## OBJECTIF ÉNONCÉ A
Selon l'extrait sur la politique étrangère iranienne, quels sont les trois candidats principaux à l'élection présidentielle anticipée ?

## EXTRAIT À LIRE
--- --- ---

L’administration de M. Raisi a maintenu une position intransigeante à l’égard de l’Occident – en dépit des négociations nucléaires occasionnelles en cours -, a lancé des confrontations militaires directes avec Israël, a développé les exportations militaires vers des États aux vues similaires et a transformé l’Iran en un pilier de la multipolarité émergente.
Ainsi, malgré le rôle central du Guide suprême dans les affaires stratégiques, les administrations iraniennes successives n’ont pas tenu un discours cohérent en matière de politique étrangère depuis 1989. Les « lignes rouges » de la politique étrangère iranienne, telles que la non-reconnaissance d’Israël, la non-normalisation des relations avec les États-Unis et le soutien à l’axe de la résistance de la région, sont restées constantes. Néanmoins, les stratégies et les priorités ont varié de manière significative entre les gouvernements conservateurs et réformateurs.
Les candidats pour 2024…
Parmi les six candidats à la prochaine élection présidentielle anticipée, trois candidats principaux se sont dégagés : Mohammad Bagher Ghalibaf, Saeed Jalili et Masoud Pezeshkian.
M. Ghalibaf, conservateur et ancien commandant du Corps des gardiens de la révolution islamique (CGRI), est actuellement président du Parlement iranien, ce qui lui a permis de nouer des relations avec d’autres députés et de représenter une faction conservatrice traditionnelle proche de celle de l’administration Raisi. M. Ghalibaf poursuivra probablement la politique orientale de son prédécesseur, en favorisant des liens plus étroits avec Pékin et Moscou et la vision eurasienne qu’ils partagent tous.

--- --- ---

(Entrées extraites d'une collection)
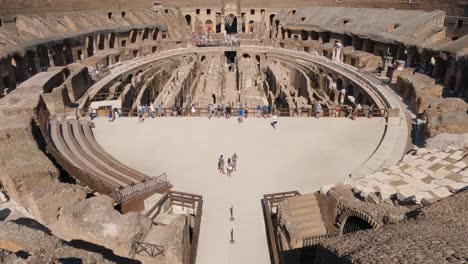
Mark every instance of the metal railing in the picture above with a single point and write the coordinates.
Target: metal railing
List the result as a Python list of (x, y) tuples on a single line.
[(147, 249), (186, 200), (141, 188), (270, 202), (122, 195), (248, 112)]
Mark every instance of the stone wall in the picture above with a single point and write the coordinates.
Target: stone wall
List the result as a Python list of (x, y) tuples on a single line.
[(418, 88)]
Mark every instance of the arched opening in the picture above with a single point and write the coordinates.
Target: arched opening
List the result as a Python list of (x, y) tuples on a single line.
[(230, 24), (111, 40), (67, 50), (133, 36), (272, 16), (339, 84), (155, 33), (208, 26), (354, 224), (281, 101), (90, 46), (145, 34), (347, 41), (101, 42), (304, 35), (251, 26), (188, 18)]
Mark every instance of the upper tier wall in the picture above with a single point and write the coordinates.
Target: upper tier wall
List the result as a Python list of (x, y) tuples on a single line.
[(452, 7)]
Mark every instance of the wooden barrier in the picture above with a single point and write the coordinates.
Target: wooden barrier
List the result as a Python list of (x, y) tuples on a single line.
[(270, 202)]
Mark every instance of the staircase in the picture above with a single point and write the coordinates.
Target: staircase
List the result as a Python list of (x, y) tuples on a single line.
[(230, 87), (300, 216)]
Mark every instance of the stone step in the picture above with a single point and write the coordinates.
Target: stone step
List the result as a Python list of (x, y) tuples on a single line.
[(313, 231), (302, 211)]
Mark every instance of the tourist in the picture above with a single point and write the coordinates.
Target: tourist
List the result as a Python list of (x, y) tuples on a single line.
[(234, 161), (371, 111), (152, 110), (241, 116), (92, 113), (143, 111), (111, 115), (159, 110), (228, 111), (265, 111), (116, 113), (229, 168), (192, 110), (354, 113), (208, 111), (318, 110), (219, 111), (275, 121), (221, 164), (141, 116)]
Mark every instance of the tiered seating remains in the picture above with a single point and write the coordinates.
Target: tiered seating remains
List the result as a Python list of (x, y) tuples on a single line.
[(74, 140)]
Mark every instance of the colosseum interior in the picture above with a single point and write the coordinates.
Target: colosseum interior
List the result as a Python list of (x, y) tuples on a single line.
[(348, 141)]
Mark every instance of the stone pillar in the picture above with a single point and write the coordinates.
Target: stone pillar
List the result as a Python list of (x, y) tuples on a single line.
[(51, 58), (337, 51), (342, 96)]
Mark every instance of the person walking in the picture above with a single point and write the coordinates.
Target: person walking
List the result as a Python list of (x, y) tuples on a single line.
[(159, 110), (371, 111), (193, 110), (275, 121), (265, 111), (241, 116), (221, 164), (318, 110), (152, 110), (208, 111), (229, 168), (234, 161)]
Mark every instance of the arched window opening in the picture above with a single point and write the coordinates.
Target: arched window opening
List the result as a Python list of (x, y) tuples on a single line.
[(354, 224)]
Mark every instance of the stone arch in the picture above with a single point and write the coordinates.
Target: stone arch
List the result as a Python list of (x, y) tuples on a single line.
[(155, 33), (251, 26), (230, 24), (272, 17), (188, 19), (111, 40), (353, 220), (208, 26), (304, 35), (145, 34), (90, 46), (133, 36), (101, 42)]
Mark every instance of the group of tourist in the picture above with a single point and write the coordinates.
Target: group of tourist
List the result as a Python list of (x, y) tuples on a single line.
[(231, 40), (98, 73), (231, 164), (148, 111), (207, 41)]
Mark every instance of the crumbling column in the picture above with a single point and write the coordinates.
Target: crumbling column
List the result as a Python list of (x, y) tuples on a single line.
[(337, 51), (51, 58)]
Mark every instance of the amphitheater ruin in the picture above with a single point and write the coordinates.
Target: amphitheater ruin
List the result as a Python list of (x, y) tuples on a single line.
[(342, 125)]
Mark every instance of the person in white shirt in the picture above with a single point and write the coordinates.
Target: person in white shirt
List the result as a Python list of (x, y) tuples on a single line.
[(275, 121)]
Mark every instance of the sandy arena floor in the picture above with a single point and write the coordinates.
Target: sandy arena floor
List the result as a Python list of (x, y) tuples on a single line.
[(301, 154)]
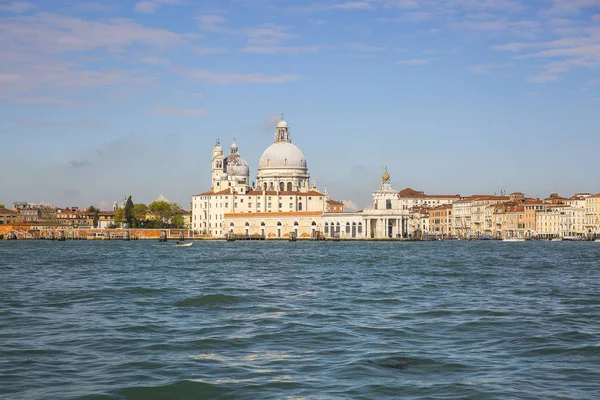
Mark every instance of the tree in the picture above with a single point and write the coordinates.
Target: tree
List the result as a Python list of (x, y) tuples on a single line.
[(178, 221), (120, 217), (139, 213), (128, 210), (96, 213), (163, 211)]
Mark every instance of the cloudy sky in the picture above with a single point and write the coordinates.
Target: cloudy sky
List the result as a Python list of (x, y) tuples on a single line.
[(101, 100)]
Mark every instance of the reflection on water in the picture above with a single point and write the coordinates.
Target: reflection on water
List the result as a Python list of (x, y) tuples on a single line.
[(299, 320)]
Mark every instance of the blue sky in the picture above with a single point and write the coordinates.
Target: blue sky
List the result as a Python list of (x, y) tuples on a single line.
[(102, 100)]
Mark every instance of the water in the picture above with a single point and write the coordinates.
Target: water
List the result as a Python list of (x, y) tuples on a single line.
[(279, 320)]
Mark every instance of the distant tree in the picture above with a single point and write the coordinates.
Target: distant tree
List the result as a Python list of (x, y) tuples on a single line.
[(128, 210), (96, 213), (163, 211), (120, 217), (139, 214), (178, 221)]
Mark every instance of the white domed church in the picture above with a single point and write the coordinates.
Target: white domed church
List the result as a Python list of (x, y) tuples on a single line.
[(283, 201)]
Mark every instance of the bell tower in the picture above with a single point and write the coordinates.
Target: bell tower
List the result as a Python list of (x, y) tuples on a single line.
[(283, 132), (217, 167)]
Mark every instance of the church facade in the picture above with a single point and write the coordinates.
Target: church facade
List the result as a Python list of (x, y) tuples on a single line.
[(283, 201)]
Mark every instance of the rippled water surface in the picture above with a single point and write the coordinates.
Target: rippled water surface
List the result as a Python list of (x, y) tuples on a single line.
[(276, 320)]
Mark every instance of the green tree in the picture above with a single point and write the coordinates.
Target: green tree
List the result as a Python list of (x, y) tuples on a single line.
[(128, 210), (96, 214), (139, 213), (178, 221), (163, 211), (120, 217)]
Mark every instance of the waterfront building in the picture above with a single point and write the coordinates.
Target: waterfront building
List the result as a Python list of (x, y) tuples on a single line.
[(282, 201), (410, 198), (440, 221), (387, 218), (592, 214), (8, 217), (549, 221), (482, 210)]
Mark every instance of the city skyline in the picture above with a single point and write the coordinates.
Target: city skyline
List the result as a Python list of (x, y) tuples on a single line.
[(105, 100)]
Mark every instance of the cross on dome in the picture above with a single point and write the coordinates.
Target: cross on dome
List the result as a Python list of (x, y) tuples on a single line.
[(282, 134)]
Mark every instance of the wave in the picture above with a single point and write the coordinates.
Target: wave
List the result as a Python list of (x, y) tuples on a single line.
[(208, 300)]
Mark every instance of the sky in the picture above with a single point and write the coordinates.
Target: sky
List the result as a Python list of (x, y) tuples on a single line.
[(102, 100)]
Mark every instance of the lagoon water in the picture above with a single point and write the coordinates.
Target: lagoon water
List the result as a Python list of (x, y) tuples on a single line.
[(313, 320)]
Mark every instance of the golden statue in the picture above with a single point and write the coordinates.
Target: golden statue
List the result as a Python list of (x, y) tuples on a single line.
[(385, 178)]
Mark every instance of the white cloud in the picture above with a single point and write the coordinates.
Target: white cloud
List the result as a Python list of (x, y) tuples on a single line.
[(209, 50), (17, 7), (222, 78), (484, 69), (149, 6), (179, 112), (416, 61), (162, 197)]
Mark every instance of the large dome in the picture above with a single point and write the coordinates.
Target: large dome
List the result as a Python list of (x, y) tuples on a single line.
[(282, 155)]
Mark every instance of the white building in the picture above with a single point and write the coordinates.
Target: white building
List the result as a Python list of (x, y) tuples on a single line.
[(282, 201)]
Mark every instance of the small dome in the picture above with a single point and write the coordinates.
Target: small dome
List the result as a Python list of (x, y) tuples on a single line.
[(236, 165), (282, 155)]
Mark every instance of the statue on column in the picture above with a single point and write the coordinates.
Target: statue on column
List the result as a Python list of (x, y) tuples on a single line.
[(385, 178)]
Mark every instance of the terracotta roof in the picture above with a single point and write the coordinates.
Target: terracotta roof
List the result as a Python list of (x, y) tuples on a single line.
[(274, 214), (411, 193), (6, 211)]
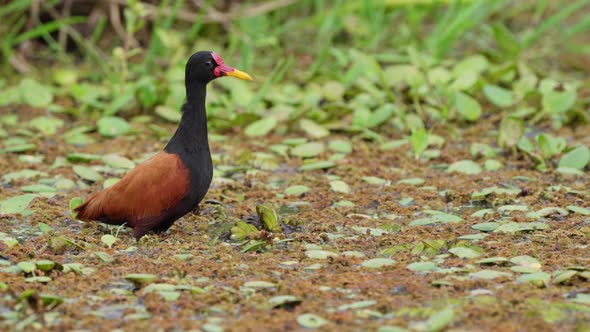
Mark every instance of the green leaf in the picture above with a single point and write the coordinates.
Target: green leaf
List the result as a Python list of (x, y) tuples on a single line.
[(340, 146), (510, 132), (35, 93), (141, 278), (558, 101), (112, 126), (308, 150), (380, 115), (17, 204), (577, 158), (422, 266), (375, 180), (498, 96), (87, 173), (539, 279), (489, 274), (46, 125), (261, 127), (74, 203), (465, 166), (419, 141), (525, 264), (269, 218), (117, 161), (319, 254), (108, 240), (168, 113), (311, 321), (339, 187), (38, 188), (313, 129), (296, 190), (317, 165), (377, 263), (468, 107), (549, 145), (464, 252)]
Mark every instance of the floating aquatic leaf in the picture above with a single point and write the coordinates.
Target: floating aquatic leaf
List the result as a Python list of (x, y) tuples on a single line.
[(82, 157), (486, 226), (269, 217), (87, 173), (319, 254), (242, 231), (468, 107), (492, 260), (375, 180), (312, 129), (357, 305), (296, 190), (464, 252), (582, 298), (577, 158), (46, 125), (539, 279), (112, 126), (465, 167), (525, 264), (117, 161), (282, 301), (339, 187), (45, 265), (38, 188), (489, 274), (412, 181), (511, 130), (558, 101), (422, 266), (377, 263), (26, 267), (498, 96), (436, 322), (492, 165), (17, 204), (579, 210), (317, 165), (259, 284), (261, 127), (341, 146), (564, 276), (35, 93), (308, 150), (108, 239), (141, 278), (311, 321)]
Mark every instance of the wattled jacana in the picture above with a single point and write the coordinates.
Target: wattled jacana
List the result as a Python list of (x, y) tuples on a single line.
[(172, 183)]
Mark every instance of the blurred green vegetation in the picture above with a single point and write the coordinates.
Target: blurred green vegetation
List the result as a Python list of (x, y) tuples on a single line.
[(381, 69)]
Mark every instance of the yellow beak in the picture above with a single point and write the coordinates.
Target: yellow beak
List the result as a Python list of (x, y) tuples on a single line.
[(239, 74)]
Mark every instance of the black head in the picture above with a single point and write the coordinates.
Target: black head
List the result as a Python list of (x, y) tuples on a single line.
[(205, 66)]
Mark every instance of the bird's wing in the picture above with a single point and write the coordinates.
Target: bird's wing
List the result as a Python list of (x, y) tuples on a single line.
[(147, 191)]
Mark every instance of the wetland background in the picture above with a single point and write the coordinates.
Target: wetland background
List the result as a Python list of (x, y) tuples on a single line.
[(398, 165)]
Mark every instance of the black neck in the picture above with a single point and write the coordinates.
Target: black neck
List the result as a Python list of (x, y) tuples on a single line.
[(191, 135)]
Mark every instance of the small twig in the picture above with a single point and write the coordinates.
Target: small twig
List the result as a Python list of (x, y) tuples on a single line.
[(66, 13)]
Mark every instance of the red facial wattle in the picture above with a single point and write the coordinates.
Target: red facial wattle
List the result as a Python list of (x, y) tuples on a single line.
[(221, 67)]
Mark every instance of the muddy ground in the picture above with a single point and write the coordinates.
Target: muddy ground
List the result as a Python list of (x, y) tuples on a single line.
[(205, 281)]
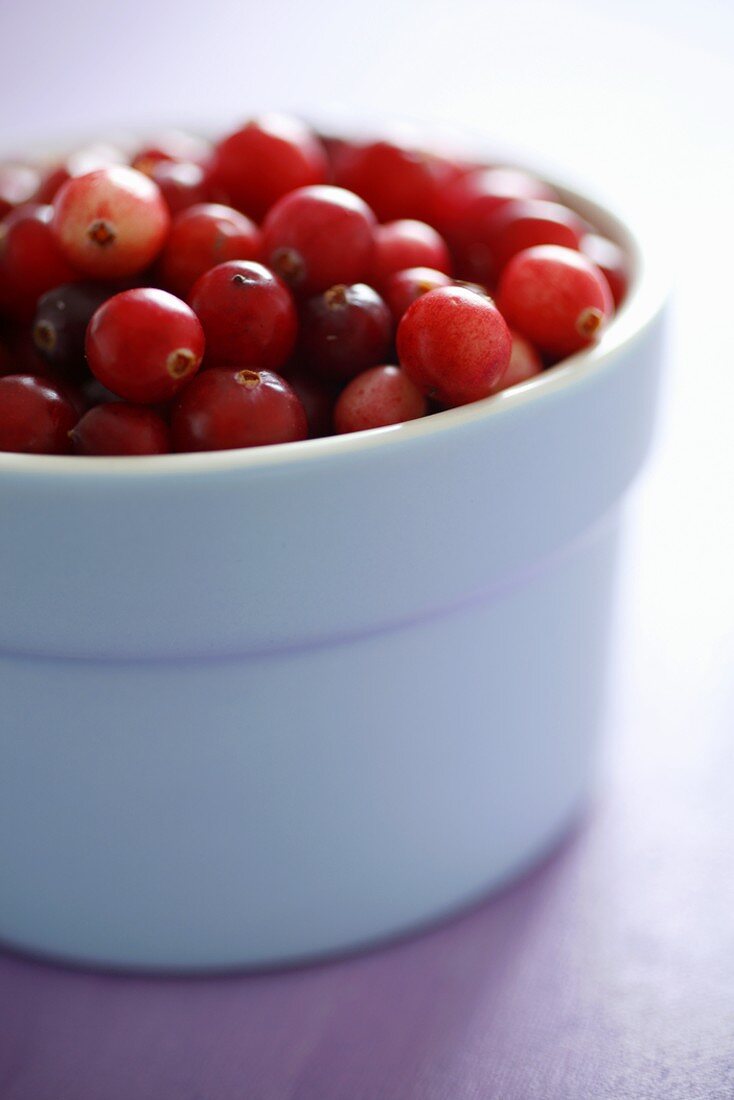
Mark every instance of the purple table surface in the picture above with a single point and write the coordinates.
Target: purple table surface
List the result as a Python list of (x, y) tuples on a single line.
[(607, 972)]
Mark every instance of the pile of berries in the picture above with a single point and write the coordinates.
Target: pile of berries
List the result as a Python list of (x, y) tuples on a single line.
[(277, 285)]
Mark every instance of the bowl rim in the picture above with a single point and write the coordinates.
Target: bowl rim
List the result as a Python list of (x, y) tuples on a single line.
[(645, 300)]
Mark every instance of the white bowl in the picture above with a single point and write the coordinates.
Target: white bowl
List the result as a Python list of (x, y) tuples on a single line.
[(262, 705)]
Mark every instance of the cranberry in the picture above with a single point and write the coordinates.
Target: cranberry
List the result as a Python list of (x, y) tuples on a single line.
[(144, 344), (248, 316), (406, 243), (555, 297), (226, 408), (266, 158), (404, 287), (183, 184), (31, 261), (394, 180), (121, 429), (203, 237), (378, 397), (61, 321), (524, 364), (611, 261), (344, 330), (317, 237), (455, 344), (19, 184), (110, 222), (34, 418)]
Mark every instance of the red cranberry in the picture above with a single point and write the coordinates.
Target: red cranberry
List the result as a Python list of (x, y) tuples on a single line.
[(121, 429), (555, 297), (317, 237), (344, 330), (31, 261), (203, 237), (183, 184), (59, 326), (110, 222), (404, 287), (266, 158), (611, 261), (378, 397), (406, 243), (144, 344), (248, 316), (455, 344), (19, 184), (394, 180), (524, 364), (226, 408), (34, 418)]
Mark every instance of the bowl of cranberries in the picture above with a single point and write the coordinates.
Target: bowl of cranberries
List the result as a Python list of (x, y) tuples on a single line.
[(313, 457)]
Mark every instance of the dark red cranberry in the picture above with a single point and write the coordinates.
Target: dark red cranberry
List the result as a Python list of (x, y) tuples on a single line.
[(118, 428), (111, 222), (455, 344), (203, 237), (378, 397), (34, 418), (317, 237), (248, 316), (31, 261), (404, 287), (406, 243), (271, 155), (59, 326), (144, 344), (556, 297), (344, 330), (225, 408)]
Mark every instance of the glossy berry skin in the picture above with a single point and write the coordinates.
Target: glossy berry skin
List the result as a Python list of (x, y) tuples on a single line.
[(111, 222), (407, 243), (118, 428), (402, 288), (226, 408), (344, 330), (248, 315), (555, 297), (271, 155), (524, 364), (611, 261), (59, 325), (455, 344), (317, 237), (204, 235), (31, 261), (34, 418), (144, 344), (378, 397)]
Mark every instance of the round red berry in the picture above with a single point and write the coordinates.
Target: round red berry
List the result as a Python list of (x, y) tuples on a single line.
[(555, 297), (144, 344), (110, 222), (226, 408), (378, 397), (118, 428), (455, 344), (404, 287), (344, 330), (317, 237), (34, 417), (204, 235), (270, 156), (248, 316), (407, 243)]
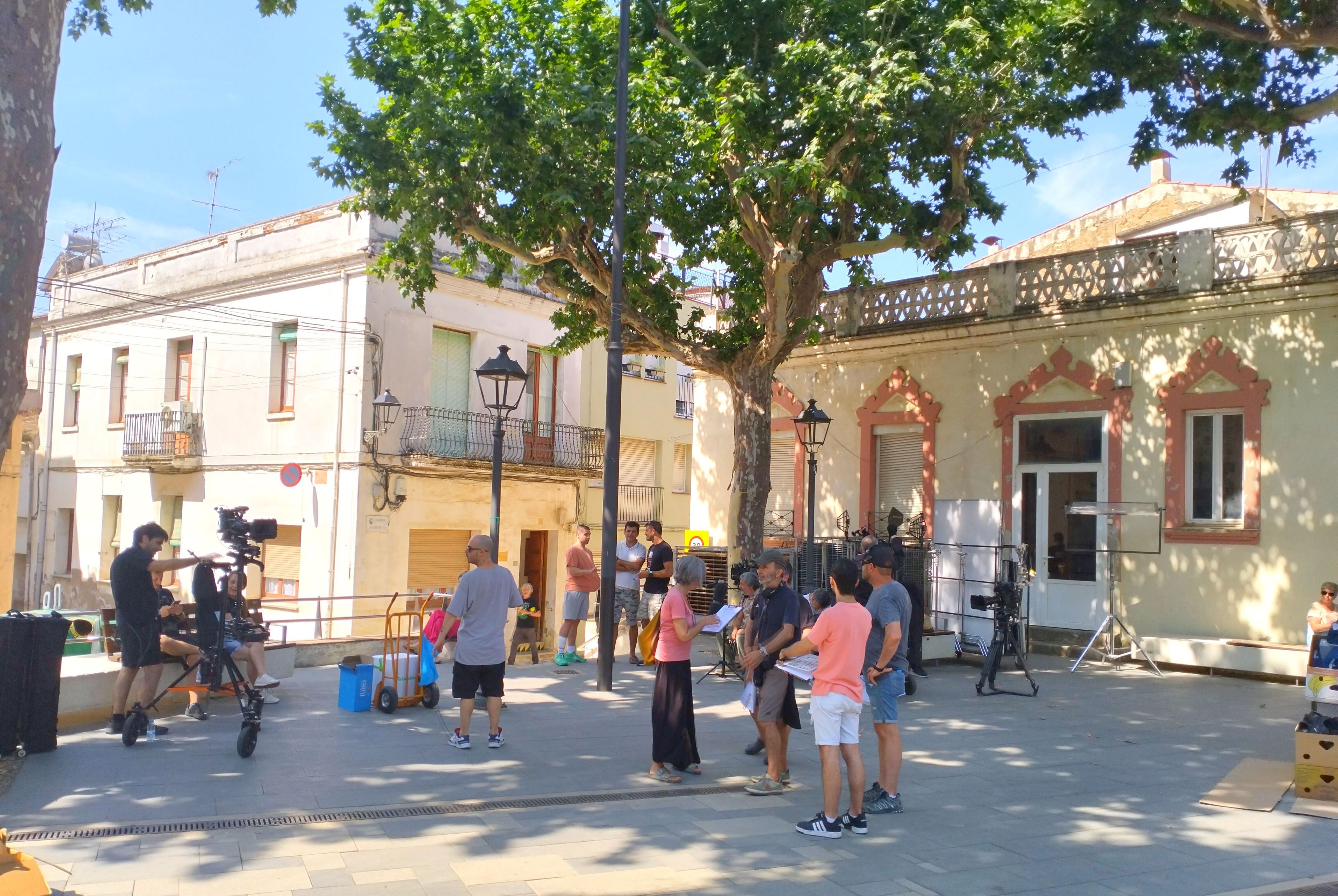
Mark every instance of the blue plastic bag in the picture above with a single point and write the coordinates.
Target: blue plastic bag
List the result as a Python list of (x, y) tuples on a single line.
[(427, 665)]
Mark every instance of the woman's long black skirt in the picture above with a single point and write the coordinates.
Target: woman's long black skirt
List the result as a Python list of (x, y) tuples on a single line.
[(674, 729)]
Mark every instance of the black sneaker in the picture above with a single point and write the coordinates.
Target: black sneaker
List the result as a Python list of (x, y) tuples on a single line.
[(856, 824), (821, 827)]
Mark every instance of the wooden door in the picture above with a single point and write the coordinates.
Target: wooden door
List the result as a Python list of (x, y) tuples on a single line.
[(536, 572)]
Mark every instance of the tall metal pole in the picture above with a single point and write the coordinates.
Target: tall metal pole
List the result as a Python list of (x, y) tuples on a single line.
[(814, 579), (613, 376), (497, 483)]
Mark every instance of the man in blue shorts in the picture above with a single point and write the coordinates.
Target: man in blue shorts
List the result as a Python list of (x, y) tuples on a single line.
[(885, 672)]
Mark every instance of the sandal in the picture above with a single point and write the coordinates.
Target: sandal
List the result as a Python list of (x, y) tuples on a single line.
[(664, 776)]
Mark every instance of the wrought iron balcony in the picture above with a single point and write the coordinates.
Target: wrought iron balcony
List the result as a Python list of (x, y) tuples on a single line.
[(169, 438), (683, 404), (463, 435)]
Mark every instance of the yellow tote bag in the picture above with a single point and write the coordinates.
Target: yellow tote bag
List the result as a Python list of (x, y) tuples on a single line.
[(648, 640)]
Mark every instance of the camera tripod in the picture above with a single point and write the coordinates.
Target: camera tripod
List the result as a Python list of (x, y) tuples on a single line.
[(1005, 640), (220, 660)]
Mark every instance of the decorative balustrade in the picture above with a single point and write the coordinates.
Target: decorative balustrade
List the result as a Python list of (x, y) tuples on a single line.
[(463, 435), (1148, 269)]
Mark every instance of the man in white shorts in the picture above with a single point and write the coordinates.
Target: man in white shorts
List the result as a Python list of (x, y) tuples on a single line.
[(839, 636)]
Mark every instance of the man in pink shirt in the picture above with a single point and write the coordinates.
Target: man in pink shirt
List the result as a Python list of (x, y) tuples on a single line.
[(583, 578), (839, 637)]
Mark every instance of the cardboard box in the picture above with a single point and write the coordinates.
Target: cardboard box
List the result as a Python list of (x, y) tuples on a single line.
[(1317, 783), (1317, 749)]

--- --- ---

## OBJECTIF ÉNONCÉ B
Repérez dans les entrées chaque ligne contenant la chaîne "iron", en respectant la casse, et recopiez-la intégralement.

## RÉPONSE RÉDIGÉE A
Mohammad Bagher Ghalibaf, Saeed Jalili et Masoud Pezeshkian.

## RÉPONSE RÉDIGÉE B
Mark every instance of the wrought iron balcony in the picture above with a single point and write the coordinates.
Target: wrought iron balcony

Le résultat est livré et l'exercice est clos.